● **Source passage**:
====================

- Venue: Estadio Olímpico Pascual Guerrero
- Dates: 17 and 19 July
- Competitors: 34 from 28 nations
- Winning height: 5.30

Medalists
| gold medal | Armand Duplantis | Sweden |
| silver medal | Vladyslav Malykhin | Ukraine |
| bronze medal | Emmanouil Karalis | Greece |

= 2015 World Youth Championships in Athletics – Boys' pole vault =

The boys' pole vault at the 2015 World Youth Championships in Athletics was held at the Estadio Olímpico Pascual Guerrero in Cali, Colombia on 17 and 19 July 2015.

==Records==
Prior to the competition, the following records were as follows.

| World Youth Best | Germán Chiaraviglio (ARG) | 5.51 | Porto Alegre, Brazil | 1 May 2004 |
| Championship Record | Nico Weiler (GER) | 5.26 | Ostrava, Czech Republic | 15 July 2007 |
| World Youth Leading | Masaki Ejima (JPN) | 5.32 | Yokohama, Japan | 13 June 2015 |

==Results==
===Qualification===
With qualifying standard of 4.95 (Q) or at least the 12 best performers (q) advance to the final.

====================

● **Items**:
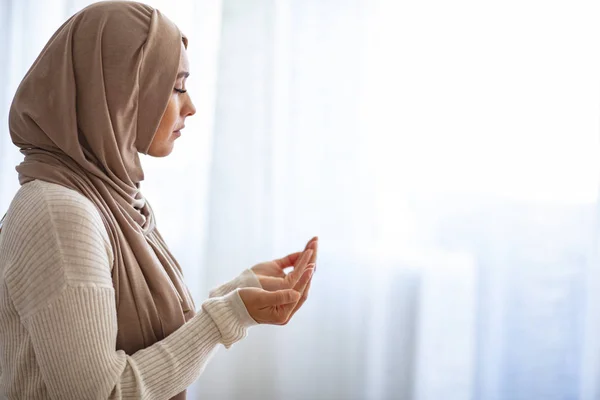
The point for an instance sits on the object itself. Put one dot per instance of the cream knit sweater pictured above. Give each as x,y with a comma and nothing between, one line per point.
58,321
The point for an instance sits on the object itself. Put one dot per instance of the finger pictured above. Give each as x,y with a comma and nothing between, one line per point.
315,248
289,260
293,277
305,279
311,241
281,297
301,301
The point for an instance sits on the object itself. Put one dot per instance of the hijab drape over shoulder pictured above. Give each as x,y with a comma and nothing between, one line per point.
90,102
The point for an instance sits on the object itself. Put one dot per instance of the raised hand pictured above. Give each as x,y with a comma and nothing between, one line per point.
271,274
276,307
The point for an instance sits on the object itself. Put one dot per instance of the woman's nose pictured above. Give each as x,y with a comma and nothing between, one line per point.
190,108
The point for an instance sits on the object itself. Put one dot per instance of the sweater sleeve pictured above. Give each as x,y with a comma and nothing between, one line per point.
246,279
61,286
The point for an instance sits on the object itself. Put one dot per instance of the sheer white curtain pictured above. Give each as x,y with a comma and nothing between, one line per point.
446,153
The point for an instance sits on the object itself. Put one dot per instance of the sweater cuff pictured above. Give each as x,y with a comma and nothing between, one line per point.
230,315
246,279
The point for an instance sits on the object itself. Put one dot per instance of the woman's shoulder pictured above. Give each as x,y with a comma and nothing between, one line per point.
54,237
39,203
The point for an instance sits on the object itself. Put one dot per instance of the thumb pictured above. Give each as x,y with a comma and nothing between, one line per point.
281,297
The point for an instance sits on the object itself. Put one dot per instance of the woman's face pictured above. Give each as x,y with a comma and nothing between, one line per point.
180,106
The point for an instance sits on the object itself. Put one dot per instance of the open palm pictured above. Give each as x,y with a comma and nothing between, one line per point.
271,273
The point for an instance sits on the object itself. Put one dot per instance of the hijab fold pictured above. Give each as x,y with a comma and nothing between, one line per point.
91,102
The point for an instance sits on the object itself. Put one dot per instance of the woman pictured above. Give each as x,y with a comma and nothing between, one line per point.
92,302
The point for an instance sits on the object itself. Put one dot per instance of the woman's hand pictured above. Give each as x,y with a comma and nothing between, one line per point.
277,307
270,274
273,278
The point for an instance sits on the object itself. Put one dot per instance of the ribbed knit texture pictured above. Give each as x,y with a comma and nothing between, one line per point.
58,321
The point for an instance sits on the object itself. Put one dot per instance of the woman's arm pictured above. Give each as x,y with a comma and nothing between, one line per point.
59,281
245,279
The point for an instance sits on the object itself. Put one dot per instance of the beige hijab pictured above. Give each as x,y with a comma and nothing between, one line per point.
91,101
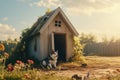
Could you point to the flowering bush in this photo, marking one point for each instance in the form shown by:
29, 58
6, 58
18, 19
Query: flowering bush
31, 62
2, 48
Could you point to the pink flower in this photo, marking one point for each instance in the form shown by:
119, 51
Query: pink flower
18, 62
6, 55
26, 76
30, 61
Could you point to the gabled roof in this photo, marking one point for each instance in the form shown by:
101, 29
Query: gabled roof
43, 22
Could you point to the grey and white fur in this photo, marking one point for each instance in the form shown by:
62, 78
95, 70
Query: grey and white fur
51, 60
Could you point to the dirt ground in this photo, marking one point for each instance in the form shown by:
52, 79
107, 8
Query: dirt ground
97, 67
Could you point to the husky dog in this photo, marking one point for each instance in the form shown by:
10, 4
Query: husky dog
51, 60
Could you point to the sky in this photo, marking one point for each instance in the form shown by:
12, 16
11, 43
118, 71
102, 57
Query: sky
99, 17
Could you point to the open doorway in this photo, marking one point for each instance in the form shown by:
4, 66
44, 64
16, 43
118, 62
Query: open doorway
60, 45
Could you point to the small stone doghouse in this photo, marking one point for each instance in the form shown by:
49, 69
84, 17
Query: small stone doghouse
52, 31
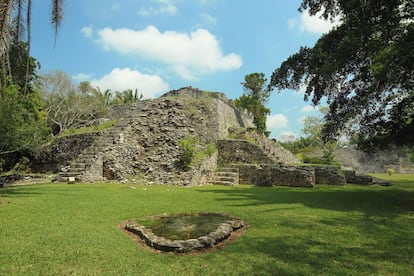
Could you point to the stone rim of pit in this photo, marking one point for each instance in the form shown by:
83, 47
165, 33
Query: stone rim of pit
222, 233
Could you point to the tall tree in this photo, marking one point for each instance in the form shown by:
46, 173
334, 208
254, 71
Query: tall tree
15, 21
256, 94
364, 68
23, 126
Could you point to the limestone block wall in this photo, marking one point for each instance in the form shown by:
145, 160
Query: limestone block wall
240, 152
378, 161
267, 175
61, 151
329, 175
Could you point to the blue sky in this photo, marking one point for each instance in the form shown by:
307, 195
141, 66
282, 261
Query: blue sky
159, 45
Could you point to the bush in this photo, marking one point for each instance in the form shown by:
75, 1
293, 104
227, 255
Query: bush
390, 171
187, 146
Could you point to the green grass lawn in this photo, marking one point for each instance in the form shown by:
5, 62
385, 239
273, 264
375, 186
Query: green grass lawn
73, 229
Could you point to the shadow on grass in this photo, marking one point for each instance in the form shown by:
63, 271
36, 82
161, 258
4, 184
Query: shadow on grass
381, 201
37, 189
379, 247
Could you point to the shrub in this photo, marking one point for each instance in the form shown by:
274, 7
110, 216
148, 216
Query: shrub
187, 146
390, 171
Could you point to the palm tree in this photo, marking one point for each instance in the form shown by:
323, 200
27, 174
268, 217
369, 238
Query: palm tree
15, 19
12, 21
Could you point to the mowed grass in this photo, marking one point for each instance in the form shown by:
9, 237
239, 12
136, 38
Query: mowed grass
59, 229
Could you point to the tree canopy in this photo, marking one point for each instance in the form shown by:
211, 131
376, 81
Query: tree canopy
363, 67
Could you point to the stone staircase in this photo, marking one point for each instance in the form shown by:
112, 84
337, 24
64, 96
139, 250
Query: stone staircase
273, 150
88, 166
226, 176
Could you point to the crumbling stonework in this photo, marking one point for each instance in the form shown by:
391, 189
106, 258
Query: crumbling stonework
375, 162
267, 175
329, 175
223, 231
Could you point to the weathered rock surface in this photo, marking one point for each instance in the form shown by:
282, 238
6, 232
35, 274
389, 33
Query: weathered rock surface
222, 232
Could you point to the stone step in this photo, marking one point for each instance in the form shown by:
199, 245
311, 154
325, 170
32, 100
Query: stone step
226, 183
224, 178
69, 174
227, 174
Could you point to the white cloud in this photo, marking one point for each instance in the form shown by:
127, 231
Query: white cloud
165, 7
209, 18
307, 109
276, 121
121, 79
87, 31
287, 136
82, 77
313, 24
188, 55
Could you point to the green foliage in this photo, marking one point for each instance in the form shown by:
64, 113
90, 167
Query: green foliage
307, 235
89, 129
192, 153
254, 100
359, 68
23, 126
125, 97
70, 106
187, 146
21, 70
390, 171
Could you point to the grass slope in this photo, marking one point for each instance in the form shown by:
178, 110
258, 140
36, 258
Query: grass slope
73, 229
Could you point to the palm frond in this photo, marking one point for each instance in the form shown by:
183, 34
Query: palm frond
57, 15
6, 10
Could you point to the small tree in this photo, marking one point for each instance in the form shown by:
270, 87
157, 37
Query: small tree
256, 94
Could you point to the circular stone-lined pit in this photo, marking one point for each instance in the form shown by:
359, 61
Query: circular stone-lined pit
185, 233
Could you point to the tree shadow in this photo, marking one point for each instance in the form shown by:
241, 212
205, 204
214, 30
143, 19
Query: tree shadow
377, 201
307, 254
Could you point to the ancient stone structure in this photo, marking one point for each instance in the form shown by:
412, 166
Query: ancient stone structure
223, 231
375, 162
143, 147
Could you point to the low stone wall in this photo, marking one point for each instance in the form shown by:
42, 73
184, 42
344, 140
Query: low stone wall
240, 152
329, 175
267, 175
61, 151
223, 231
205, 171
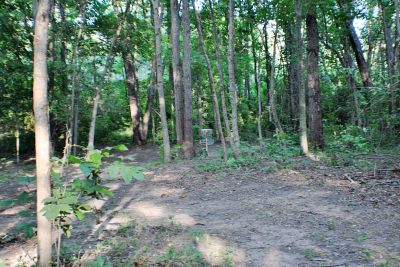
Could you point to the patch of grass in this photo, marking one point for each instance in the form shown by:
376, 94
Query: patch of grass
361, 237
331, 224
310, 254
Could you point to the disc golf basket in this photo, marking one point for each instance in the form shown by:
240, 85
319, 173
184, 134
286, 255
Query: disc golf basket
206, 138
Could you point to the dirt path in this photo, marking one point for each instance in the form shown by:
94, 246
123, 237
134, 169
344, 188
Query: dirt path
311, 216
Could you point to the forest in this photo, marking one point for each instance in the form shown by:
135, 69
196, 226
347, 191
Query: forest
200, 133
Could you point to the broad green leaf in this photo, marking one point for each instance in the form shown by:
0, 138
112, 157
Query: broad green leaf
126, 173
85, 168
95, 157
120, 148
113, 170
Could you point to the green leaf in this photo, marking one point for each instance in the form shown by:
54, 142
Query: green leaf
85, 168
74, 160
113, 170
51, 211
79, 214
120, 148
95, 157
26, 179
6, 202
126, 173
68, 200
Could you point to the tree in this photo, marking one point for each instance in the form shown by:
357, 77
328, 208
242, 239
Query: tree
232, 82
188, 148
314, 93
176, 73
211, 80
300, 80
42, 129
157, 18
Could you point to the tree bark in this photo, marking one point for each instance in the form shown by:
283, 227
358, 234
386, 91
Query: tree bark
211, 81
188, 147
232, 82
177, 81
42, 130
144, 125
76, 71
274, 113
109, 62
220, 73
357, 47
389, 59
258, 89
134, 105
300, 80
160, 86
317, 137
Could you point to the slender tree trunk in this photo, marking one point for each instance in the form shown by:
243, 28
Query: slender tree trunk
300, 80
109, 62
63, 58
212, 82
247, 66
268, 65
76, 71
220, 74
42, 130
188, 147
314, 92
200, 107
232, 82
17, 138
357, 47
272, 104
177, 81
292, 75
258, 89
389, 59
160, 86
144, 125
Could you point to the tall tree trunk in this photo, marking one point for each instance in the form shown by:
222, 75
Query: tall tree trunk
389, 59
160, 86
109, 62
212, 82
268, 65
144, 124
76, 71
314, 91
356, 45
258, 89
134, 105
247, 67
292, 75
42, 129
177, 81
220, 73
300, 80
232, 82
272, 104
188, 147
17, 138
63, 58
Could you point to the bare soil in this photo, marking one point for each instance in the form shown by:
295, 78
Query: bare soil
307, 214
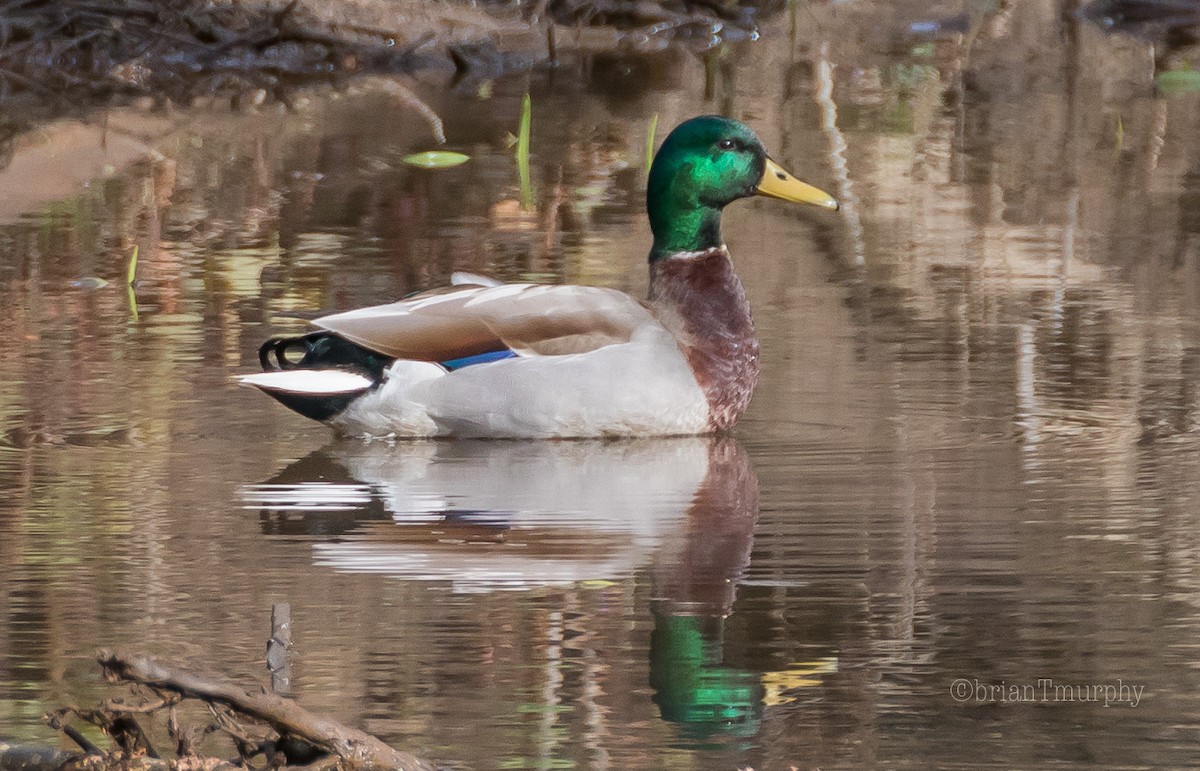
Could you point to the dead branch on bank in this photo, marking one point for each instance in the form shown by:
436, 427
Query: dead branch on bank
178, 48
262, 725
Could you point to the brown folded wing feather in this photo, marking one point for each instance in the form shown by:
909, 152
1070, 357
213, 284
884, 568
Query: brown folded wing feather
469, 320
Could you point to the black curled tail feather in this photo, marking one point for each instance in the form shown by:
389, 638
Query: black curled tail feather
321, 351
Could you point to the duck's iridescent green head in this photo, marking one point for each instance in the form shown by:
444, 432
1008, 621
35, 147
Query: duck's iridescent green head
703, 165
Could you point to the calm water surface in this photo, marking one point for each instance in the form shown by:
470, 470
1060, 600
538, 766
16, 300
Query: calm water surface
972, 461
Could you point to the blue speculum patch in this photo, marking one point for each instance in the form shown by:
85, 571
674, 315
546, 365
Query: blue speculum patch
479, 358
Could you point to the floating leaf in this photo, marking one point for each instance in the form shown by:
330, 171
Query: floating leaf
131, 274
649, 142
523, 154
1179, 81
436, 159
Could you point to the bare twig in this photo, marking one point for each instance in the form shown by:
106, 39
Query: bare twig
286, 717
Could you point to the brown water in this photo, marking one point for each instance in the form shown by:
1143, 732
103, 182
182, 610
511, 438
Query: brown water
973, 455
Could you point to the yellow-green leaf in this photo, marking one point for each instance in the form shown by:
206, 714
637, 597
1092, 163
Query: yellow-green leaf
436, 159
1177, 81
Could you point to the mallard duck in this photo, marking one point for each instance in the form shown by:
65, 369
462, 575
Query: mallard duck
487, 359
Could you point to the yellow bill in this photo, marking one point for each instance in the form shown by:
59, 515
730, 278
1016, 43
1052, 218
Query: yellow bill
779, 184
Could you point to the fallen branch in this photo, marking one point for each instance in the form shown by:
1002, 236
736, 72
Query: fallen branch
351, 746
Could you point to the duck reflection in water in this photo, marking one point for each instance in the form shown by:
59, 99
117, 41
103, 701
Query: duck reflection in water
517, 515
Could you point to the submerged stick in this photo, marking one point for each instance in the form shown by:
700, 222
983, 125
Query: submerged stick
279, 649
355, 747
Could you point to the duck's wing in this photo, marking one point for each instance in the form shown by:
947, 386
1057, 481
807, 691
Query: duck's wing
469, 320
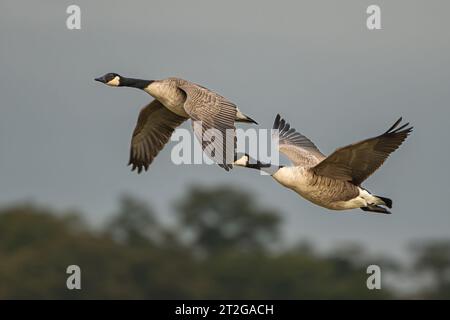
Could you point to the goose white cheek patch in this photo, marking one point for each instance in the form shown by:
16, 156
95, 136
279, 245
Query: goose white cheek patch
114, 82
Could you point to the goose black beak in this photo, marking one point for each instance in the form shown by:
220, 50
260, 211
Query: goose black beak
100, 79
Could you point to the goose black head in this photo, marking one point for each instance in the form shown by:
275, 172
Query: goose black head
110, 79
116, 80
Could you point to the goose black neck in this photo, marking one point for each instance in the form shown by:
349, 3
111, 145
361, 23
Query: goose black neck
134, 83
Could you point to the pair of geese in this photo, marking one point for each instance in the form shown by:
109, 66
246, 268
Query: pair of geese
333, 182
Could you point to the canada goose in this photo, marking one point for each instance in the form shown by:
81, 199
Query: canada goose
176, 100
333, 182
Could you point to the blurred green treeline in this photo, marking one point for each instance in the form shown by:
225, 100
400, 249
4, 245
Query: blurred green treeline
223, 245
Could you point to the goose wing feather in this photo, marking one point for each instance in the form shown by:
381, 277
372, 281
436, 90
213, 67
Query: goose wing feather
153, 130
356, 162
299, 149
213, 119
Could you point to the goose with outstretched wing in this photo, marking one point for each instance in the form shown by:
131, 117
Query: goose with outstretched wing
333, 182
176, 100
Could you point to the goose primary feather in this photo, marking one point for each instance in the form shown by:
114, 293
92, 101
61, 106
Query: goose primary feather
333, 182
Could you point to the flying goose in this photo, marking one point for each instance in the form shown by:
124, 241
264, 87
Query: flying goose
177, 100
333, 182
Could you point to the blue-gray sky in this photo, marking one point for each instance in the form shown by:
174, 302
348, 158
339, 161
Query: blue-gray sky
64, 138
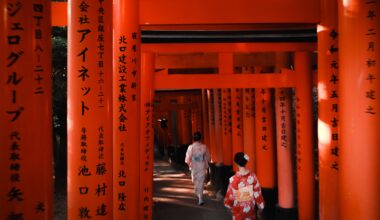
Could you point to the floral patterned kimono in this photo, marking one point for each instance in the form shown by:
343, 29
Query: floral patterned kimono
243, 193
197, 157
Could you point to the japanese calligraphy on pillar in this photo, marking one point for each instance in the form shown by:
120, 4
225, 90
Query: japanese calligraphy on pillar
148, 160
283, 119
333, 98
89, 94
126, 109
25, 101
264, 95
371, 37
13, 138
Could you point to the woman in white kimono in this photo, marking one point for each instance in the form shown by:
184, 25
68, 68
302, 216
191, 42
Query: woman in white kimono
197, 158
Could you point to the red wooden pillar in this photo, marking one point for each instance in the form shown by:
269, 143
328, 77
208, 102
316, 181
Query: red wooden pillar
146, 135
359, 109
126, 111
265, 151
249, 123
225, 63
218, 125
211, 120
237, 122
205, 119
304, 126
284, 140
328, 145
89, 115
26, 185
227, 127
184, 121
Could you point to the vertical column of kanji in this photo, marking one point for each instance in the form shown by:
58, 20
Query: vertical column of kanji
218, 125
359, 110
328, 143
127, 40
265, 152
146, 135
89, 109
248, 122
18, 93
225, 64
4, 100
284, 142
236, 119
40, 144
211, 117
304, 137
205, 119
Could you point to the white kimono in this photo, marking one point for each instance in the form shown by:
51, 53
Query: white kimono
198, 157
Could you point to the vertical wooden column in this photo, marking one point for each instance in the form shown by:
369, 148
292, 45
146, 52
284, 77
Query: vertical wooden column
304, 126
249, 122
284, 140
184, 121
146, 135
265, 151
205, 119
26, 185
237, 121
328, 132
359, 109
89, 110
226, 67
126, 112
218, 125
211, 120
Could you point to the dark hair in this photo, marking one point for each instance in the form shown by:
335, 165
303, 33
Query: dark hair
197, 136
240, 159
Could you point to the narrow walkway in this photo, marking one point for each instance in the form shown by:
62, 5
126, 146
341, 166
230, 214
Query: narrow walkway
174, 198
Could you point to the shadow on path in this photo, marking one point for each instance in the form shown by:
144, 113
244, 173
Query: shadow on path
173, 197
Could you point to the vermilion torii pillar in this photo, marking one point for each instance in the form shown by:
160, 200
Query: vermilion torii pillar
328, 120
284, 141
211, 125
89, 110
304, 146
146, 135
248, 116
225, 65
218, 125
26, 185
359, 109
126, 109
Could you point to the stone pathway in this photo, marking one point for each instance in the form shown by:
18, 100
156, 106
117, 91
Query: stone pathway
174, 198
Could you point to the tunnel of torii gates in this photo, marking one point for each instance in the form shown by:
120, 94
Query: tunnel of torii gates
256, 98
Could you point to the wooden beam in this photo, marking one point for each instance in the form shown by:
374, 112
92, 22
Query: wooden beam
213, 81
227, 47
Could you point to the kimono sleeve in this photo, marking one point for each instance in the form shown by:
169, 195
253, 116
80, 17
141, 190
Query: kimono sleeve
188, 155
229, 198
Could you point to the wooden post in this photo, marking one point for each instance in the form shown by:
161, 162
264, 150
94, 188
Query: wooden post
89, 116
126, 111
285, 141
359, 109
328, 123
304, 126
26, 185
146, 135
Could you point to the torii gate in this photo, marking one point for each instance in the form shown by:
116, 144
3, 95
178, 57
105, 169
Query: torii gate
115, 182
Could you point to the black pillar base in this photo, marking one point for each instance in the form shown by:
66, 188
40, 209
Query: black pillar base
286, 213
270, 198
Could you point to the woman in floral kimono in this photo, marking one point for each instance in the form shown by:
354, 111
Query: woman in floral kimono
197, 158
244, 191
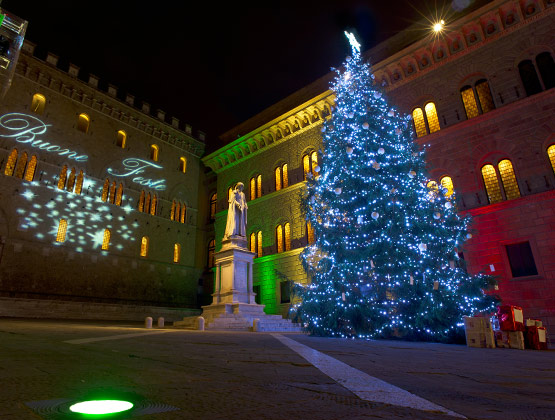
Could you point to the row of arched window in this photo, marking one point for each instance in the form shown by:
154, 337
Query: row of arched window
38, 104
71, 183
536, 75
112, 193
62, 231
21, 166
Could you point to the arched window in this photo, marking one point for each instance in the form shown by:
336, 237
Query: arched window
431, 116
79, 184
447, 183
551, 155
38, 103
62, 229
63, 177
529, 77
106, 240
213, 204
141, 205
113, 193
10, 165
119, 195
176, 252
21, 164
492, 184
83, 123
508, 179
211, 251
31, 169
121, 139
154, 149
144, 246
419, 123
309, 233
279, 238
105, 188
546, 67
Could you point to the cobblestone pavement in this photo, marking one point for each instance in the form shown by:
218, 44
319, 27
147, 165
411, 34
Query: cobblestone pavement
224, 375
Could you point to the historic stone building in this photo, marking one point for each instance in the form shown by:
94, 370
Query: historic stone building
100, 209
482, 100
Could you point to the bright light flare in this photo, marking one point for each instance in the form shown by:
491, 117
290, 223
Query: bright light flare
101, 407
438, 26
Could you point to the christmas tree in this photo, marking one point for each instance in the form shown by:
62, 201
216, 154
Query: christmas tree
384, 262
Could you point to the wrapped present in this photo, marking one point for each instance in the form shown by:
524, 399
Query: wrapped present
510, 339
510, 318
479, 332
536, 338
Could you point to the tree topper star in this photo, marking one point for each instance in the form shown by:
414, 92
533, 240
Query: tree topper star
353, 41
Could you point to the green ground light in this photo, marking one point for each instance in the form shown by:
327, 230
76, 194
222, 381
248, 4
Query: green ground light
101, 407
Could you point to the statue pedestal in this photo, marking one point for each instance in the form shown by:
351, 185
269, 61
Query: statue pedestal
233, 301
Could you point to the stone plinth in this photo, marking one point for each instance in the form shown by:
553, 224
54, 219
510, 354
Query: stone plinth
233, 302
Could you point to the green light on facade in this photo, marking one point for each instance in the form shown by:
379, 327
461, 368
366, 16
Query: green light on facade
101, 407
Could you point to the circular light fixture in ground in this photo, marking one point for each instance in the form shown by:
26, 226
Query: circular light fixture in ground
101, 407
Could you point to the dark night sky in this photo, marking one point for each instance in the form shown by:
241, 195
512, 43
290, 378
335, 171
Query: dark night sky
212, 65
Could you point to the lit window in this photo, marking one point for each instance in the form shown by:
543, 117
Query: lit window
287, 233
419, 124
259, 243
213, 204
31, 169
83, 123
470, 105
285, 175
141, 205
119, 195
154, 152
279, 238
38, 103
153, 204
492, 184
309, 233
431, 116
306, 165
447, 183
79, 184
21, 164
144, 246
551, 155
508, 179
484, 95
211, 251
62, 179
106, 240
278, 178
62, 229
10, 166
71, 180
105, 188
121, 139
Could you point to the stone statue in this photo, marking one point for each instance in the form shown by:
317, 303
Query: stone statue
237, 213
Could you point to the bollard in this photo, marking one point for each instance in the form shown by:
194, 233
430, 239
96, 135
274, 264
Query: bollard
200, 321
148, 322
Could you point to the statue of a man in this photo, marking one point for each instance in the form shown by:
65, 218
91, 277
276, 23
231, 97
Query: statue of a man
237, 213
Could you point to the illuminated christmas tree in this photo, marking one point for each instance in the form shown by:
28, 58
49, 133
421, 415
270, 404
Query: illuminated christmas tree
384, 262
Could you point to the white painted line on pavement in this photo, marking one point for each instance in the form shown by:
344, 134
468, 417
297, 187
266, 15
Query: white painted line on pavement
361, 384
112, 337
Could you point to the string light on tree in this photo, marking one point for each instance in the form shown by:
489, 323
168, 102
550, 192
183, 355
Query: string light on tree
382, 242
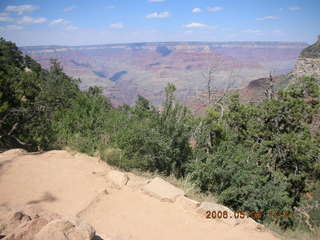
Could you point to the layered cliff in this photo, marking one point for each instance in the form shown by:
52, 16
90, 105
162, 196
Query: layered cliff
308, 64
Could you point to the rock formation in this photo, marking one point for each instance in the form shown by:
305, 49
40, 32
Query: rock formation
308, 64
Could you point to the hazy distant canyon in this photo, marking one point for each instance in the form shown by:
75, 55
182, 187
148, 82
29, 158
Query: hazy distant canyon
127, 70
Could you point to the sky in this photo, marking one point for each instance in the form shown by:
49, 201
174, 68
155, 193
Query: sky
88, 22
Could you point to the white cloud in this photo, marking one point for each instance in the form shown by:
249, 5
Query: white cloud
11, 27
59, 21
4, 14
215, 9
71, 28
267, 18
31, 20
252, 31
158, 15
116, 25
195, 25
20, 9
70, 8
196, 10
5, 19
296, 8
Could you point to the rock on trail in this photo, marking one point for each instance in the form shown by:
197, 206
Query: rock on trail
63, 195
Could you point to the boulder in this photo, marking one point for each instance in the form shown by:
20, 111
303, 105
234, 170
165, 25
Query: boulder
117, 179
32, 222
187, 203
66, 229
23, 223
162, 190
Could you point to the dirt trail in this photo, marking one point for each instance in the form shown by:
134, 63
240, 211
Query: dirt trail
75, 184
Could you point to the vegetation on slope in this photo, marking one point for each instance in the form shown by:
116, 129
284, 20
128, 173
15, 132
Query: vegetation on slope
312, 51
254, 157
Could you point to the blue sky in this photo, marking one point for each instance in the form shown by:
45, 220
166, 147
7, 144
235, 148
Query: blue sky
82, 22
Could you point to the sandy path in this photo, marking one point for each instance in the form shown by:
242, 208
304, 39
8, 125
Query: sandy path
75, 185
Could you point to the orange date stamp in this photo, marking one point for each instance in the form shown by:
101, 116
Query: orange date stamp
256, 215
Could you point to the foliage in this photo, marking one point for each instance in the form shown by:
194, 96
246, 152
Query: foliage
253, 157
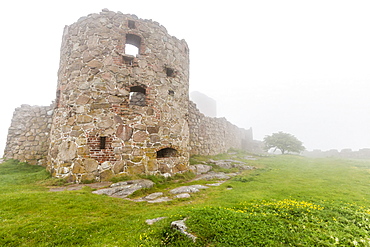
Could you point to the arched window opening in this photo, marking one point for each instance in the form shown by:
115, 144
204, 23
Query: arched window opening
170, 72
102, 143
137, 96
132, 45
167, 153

====================

● **Exercise A**: From the pole vault text, quote the passage starting with "The boys' pole" and going on through "were as follows.".
● **Exercise B**: Name every athlete in the pole vault text who is listed as holding one of the records in place before the competition.

● **Solution A**:
The boys' pole vault at the 2015 World Youth Championships in Athletics was held at the Estadio Olímpico Pascual Guerrero in Cali, Colombia on 17 and 19 July 2015.

==Records==
Prior to the competition, the following records were as follows.

● **Solution B**: Germán Chiaraviglio, Nico Weiler, Masaki Ejima